◆ WORK ITEM: Set down the data below without change, skipping the pictures it holds.

--- INFORMATION SUPPLIED Enclosed Below ---

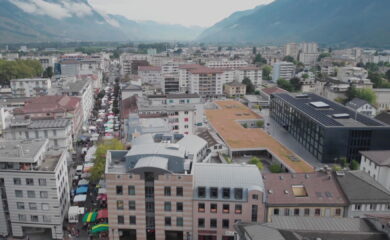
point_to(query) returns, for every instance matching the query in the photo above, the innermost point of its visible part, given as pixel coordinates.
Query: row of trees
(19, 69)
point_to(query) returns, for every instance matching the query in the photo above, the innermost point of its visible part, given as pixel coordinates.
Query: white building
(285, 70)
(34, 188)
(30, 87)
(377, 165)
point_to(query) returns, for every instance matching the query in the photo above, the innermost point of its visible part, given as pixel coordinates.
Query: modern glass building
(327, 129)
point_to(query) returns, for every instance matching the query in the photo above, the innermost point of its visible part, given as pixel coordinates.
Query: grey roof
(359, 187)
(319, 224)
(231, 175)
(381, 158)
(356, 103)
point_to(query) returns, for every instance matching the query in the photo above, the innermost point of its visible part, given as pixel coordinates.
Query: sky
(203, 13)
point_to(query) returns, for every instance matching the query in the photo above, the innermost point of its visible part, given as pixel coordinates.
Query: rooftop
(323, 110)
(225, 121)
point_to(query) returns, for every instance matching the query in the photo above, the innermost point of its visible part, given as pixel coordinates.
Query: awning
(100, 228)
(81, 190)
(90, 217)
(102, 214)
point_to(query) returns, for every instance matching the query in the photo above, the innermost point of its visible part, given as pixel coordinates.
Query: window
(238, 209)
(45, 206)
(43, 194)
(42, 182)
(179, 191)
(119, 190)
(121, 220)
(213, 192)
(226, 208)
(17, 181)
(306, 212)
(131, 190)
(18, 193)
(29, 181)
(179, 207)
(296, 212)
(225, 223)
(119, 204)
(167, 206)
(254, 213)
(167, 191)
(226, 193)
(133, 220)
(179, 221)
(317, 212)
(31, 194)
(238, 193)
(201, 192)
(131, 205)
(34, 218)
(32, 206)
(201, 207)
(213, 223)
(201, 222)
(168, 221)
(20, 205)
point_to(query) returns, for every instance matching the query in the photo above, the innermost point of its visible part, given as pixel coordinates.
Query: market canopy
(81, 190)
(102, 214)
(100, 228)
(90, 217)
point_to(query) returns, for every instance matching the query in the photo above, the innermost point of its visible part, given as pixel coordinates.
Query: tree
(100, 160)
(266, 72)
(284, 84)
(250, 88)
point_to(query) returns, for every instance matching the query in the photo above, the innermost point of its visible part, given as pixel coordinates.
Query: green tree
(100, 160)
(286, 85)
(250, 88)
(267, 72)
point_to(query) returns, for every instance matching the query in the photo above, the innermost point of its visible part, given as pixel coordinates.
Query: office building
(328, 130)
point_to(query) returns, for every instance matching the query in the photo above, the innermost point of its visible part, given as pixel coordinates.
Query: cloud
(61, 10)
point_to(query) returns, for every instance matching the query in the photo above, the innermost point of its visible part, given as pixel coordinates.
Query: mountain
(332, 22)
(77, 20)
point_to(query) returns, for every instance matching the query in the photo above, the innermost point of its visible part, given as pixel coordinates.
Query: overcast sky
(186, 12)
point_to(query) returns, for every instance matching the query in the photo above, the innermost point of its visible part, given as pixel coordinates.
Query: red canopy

--- End of Enclosed INFORMATION SUPPLIED ---

◆ THE COMPLETED TASK:
point_to(query) returns, for every instance matching the query in the photo above, the innermost point of its visible part, given as pixel coordinates.
Query: row of trees
(19, 69)
point_to(query) returns, for every instance matching the query in the photo above, the innermost point of its visible part, given as pixel coordinates.
Query: white building
(285, 70)
(34, 188)
(30, 87)
(377, 165)
point_to(query) returns, for every instance matching the query in the photo above, the innermost point of its visible part, given as pixel coordinates.
Query: modern glass building
(327, 129)
point_to(query) returns, for every instance matching the query in the photo above, the innermost point of its visible part, given as pixel coordinates.
Query: grey roof
(359, 187)
(319, 224)
(231, 175)
(381, 158)
(356, 103)
point_to(query) returns, for every instance matching the query in the photo above, the innermost point of its visible part, given as pixel coordinates.
Query: sky
(203, 13)
point_to(query) returns, for every instance matching the query in the photo above, the innermost point of its visible part, given as pixel coordinates.
Query: rooftop
(323, 110)
(225, 121)
point_to(query) returns, for every instance matching the query in the photo above, the innermost point of its visible part, given as pixel coordinates.
Query: awning
(100, 228)
(81, 190)
(90, 217)
(102, 214)
point_to(query) returns, for every instance matching the query in the photo above, the innermost point of its visible part, given as pixel coordinates.
Query: window
(238, 209)
(45, 206)
(43, 194)
(42, 182)
(179, 191)
(119, 190)
(121, 220)
(213, 192)
(226, 208)
(17, 181)
(306, 212)
(131, 190)
(18, 193)
(29, 181)
(179, 207)
(296, 212)
(225, 223)
(119, 204)
(167, 206)
(254, 213)
(167, 191)
(226, 193)
(133, 220)
(179, 221)
(317, 212)
(31, 194)
(238, 193)
(201, 192)
(131, 205)
(34, 218)
(32, 206)
(201, 207)
(213, 223)
(201, 222)
(168, 221)
(20, 205)
point_to(query) returns, for every instance matching the query in the photo above, the innermost point of its visible part, given as pixel coordinates.
Query: market canopy
(81, 190)
(102, 214)
(100, 228)
(90, 217)
point_to(query) returns, for every instance matching the query in the photo above, the innermost point of its visible part, given as pixel coordinates.
Query: tree
(100, 160)
(266, 72)
(284, 84)
(250, 88)
point_to(query) returns, for every instance matching the query in the photo above, the innermost point of its visible part, given as pixel coordinates.
Query: green tree
(100, 160)
(286, 85)
(250, 88)
(267, 72)
point_to(query) returns, for every instance matching the query in the photo above, the innermost point of its visible part, given as pixel coordinates.
Query: office building
(328, 130)
point_to(query) returns, for every instance matching the query in the photo above, the innermost point of its visible part, given as pixel coordinates.
Query: cloud
(61, 10)
point_to(query) returns, for every instance matching the query in the photo above, the innermost point of its visible part, given as pixel coordinates.
Query: mountain
(332, 22)
(77, 20)
point_to(query) returns, for every instance matching the query in the photo above, the innermost point of its visible part, given as pixel coordinates.
Query: overcast sky
(186, 12)
point_to(query) returns, for every instance matching the query in the photo above, the innermost point of its visible part, given as pixel coordinates.
Query: red canopy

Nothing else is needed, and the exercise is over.